WHAT THE TASK REQUIRES:
Print each entry precisely; exclude the pictures.

----- RECORDS TO PROCESS

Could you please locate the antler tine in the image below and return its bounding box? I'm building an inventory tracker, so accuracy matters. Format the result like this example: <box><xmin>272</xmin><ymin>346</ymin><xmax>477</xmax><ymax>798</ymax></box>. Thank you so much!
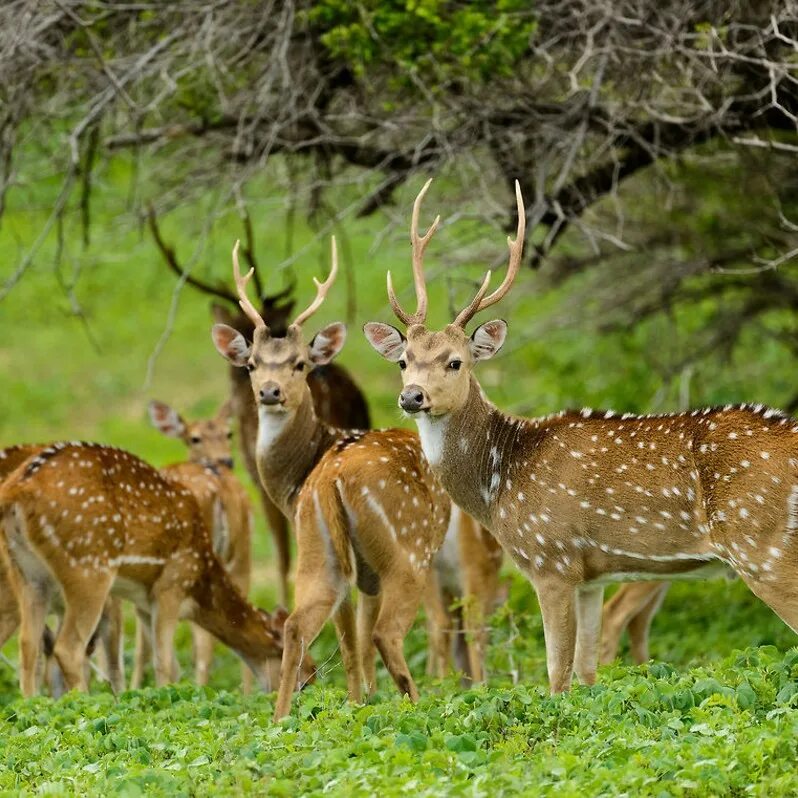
<box><xmin>453</xmin><ymin>180</ymin><xmax>526</xmax><ymax>329</ymax></box>
<box><xmin>292</xmin><ymin>236</ymin><xmax>339</xmax><ymax>328</ymax></box>
<box><xmin>232</xmin><ymin>239</ymin><xmax>267</xmax><ymax>330</ymax></box>
<box><xmin>387</xmin><ymin>178</ymin><xmax>440</xmax><ymax>326</ymax></box>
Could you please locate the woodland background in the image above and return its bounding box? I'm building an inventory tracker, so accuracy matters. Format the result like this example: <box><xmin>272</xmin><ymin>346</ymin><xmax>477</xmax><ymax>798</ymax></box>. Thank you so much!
<box><xmin>1</xmin><ymin>2</ymin><xmax>797</xmax><ymax>794</ymax></box>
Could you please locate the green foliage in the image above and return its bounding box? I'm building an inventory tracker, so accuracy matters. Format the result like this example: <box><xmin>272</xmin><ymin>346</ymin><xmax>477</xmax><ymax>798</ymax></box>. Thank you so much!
<box><xmin>308</xmin><ymin>1</ymin><xmax>536</xmax><ymax>85</ymax></box>
<box><xmin>1</xmin><ymin>577</ymin><xmax>798</xmax><ymax>795</ymax></box>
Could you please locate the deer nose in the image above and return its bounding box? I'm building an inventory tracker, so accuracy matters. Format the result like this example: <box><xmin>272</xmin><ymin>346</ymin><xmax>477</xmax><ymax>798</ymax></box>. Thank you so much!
<box><xmin>259</xmin><ymin>382</ymin><xmax>282</xmax><ymax>405</ymax></box>
<box><xmin>220</xmin><ymin>457</ymin><xmax>234</xmax><ymax>469</ymax></box>
<box><xmin>399</xmin><ymin>385</ymin><xmax>427</xmax><ymax>413</ymax></box>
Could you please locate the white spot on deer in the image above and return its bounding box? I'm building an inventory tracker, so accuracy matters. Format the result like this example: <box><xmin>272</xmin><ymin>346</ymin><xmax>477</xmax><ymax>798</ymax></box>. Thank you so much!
<box><xmin>761</xmin><ymin>451</ymin><xmax>771</xmax><ymax>460</ymax></box>
<box><xmin>535</xmin><ymin>533</ymin><xmax>545</xmax><ymax>546</ymax></box>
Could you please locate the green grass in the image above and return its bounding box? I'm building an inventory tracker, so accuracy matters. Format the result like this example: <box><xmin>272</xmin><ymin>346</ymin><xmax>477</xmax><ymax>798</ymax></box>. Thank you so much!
<box><xmin>3</xmin><ymin>156</ymin><xmax>798</xmax><ymax>794</ymax></box>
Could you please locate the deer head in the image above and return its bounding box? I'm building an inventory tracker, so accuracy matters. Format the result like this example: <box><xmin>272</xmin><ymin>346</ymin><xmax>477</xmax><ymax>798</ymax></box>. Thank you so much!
<box><xmin>364</xmin><ymin>179</ymin><xmax>525</xmax><ymax>419</ymax></box>
<box><xmin>211</xmin><ymin>239</ymin><xmax>346</xmax><ymax>418</ymax></box>
<box><xmin>149</xmin><ymin>399</ymin><xmax>235</xmax><ymax>468</ymax></box>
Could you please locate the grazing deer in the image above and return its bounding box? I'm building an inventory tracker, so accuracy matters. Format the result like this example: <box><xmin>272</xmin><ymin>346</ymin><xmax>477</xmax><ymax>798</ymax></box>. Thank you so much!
<box><xmin>146</xmin><ymin>399</ymin><xmax>254</xmax><ymax>689</ymax></box>
<box><xmin>0</xmin><ymin>442</ymin><xmax>312</xmax><ymax>694</ymax></box>
<box><xmin>212</xmin><ymin>238</ymin><xmax>455</xmax><ymax>720</ymax></box>
<box><xmin>0</xmin><ymin>444</ymin><xmax>124</xmax><ymax>695</ymax></box>
<box><xmin>150</xmin><ymin>209</ymin><xmax>370</xmax><ymax>604</ymax></box>
<box><xmin>365</xmin><ymin>178</ymin><xmax>798</xmax><ymax>694</ymax></box>
<box><xmin>430</xmin><ymin>507</ymin><xmax>504</xmax><ymax>683</ymax></box>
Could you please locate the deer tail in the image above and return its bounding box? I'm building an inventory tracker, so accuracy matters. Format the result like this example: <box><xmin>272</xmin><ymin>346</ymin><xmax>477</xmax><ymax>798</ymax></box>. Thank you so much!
<box><xmin>313</xmin><ymin>480</ymin><xmax>355</xmax><ymax>582</ymax></box>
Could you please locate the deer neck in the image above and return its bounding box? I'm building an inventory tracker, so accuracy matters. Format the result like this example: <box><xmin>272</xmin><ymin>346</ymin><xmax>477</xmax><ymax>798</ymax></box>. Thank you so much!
<box><xmin>416</xmin><ymin>377</ymin><xmax>521</xmax><ymax>528</ymax></box>
<box><xmin>255</xmin><ymin>388</ymin><xmax>336</xmax><ymax>517</ymax></box>
<box><xmin>190</xmin><ymin>556</ymin><xmax>277</xmax><ymax>662</ymax></box>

----------

EXERCISE ANSWER:
Could you please locate the antler tine in the image below and return its bounding box? I'm building an inventory tracker, so accuracy matters. Format the result like this example: <box><xmin>272</xmin><ymin>346</ymin><xmax>477</xmax><ymax>798</ymax></box>. Thank you so much!
<box><xmin>453</xmin><ymin>180</ymin><xmax>526</xmax><ymax>329</ymax></box>
<box><xmin>292</xmin><ymin>236</ymin><xmax>339</xmax><ymax>328</ymax></box>
<box><xmin>232</xmin><ymin>239</ymin><xmax>267</xmax><ymax>330</ymax></box>
<box><xmin>387</xmin><ymin>178</ymin><xmax>440</xmax><ymax>326</ymax></box>
Could you please locate the woodland background in the image above and return its bounding box? I'm building an inventory tracker, so accuracy matters. Format the result like this example: <box><xmin>272</xmin><ymin>346</ymin><xmax>477</xmax><ymax>798</ymax></box>. Thank you so much!
<box><xmin>1</xmin><ymin>2</ymin><xmax>797</xmax><ymax>794</ymax></box>
Could you please locate the green foliage in the image above and return its bounding box? I'm building an inventory tracker, so accuracy matters. Format the result like this example: <box><xmin>272</xmin><ymin>346</ymin><xmax>477</xmax><ymax>798</ymax></box>. Thank you so much!
<box><xmin>308</xmin><ymin>1</ymin><xmax>536</xmax><ymax>85</ymax></box>
<box><xmin>1</xmin><ymin>577</ymin><xmax>798</xmax><ymax>795</ymax></box>
Could you please locate the deer nose in the image above and return its bounding box? I'm building an inventory tracker, so accuracy matters. Format the result like this example: <box><xmin>272</xmin><ymin>346</ymin><xmax>477</xmax><ymax>798</ymax></box>. Thank you so much!
<box><xmin>259</xmin><ymin>382</ymin><xmax>282</xmax><ymax>405</ymax></box>
<box><xmin>220</xmin><ymin>457</ymin><xmax>234</xmax><ymax>469</ymax></box>
<box><xmin>399</xmin><ymin>385</ymin><xmax>427</xmax><ymax>413</ymax></box>
Could you please locate the white spot on deer in the image above and return its bounding box? I'm building an inventory tracker, so accuracy matters. Format the result like this example: <box><xmin>272</xmin><ymin>346</ymin><xmax>477</xmax><ymax>798</ymax></box>. Thank you so much!
<box><xmin>761</xmin><ymin>451</ymin><xmax>771</xmax><ymax>460</ymax></box>
<box><xmin>535</xmin><ymin>533</ymin><xmax>545</xmax><ymax>546</ymax></box>
Could you please locate the green grass in the image above and return its bounding box? I'm building an inventory tracker, so accuracy matters. Format the result like this example: <box><xmin>272</xmin><ymin>346</ymin><xmax>477</xmax><ymax>798</ymax></box>. Thank you so much!
<box><xmin>3</xmin><ymin>156</ymin><xmax>798</xmax><ymax>794</ymax></box>
Could you please locate the deer head in the image above and return its bounding box? I'm building an inventory tracker, so accuracy matters. Format the result like this example: <box><xmin>272</xmin><ymin>346</ymin><xmax>477</xmax><ymax>798</ymax></box>. Thank you so much!
<box><xmin>364</xmin><ymin>179</ymin><xmax>525</xmax><ymax>419</ymax></box>
<box><xmin>211</xmin><ymin>239</ymin><xmax>346</xmax><ymax>418</ymax></box>
<box><xmin>149</xmin><ymin>399</ymin><xmax>235</xmax><ymax>468</ymax></box>
Could you please locate the grazing deer in the image above and return its bounding box? I'm building an inventory tracker, so accuracy matters. Format the result like this example: <box><xmin>272</xmin><ymin>346</ymin><xmax>477</xmax><ymax>798</ymax></box>. Thank you so much!
<box><xmin>146</xmin><ymin>399</ymin><xmax>254</xmax><ymax>689</ymax></box>
<box><xmin>0</xmin><ymin>442</ymin><xmax>312</xmax><ymax>694</ymax></box>
<box><xmin>212</xmin><ymin>238</ymin><xmax>455</xmax><ymax>720</ymax></box>
<box><xmin>0</xmin><ymin>444</ymin><xmax>124</xmax><ymax>695</ymax></box>
<box><xmin>150</xmin><ymin>209</ymin><xmax>370</xmax><ymax>604</ymax></box>
<box><xmin>365</xmin><ymin>178</ymin><xmax>798</xmax><ymax>694</ymax></box>
<box><xmin>430</xmin><ymin>507</ymin><xmax>504</xmax><ymax>683</ymax></box>
Could you please locate the deer tail in the image above and return its bounding box? I'm building an inventory tracker, so accuracy matters. Format the result like this example: <box><xmin>272</xmin><ymin>346</ymin><xmax>477</xmax><ymax>798</ymax></box>. Thank you so much!
<box><xmin>313</xmin><ymin>480</ymin><xmax>355</xmax><ymax>582</ymax></box>
Could you please locate the deer neck in the image above and return its bounding box? I'm building an inventory tracker, so accuracy matters. Format the result like this example: <box><xmin>272</xmin><ymin>346</ymin><xmax>477</xmax><ymax>798</ymax></box>. Thank you so much!
<box><xmin>416</xmin><ymin>377</ymin><xmax>521</xmax><ymax>528</ymax></box>
<box><xmin>255</xmin><ymin>388</ymin><xmax>336</xmax><ymax>517</ymax></box>
<box><xmin>190</xmin><ymin>556</ymin><xmax>277</xmax><ymax>662</ymax></box>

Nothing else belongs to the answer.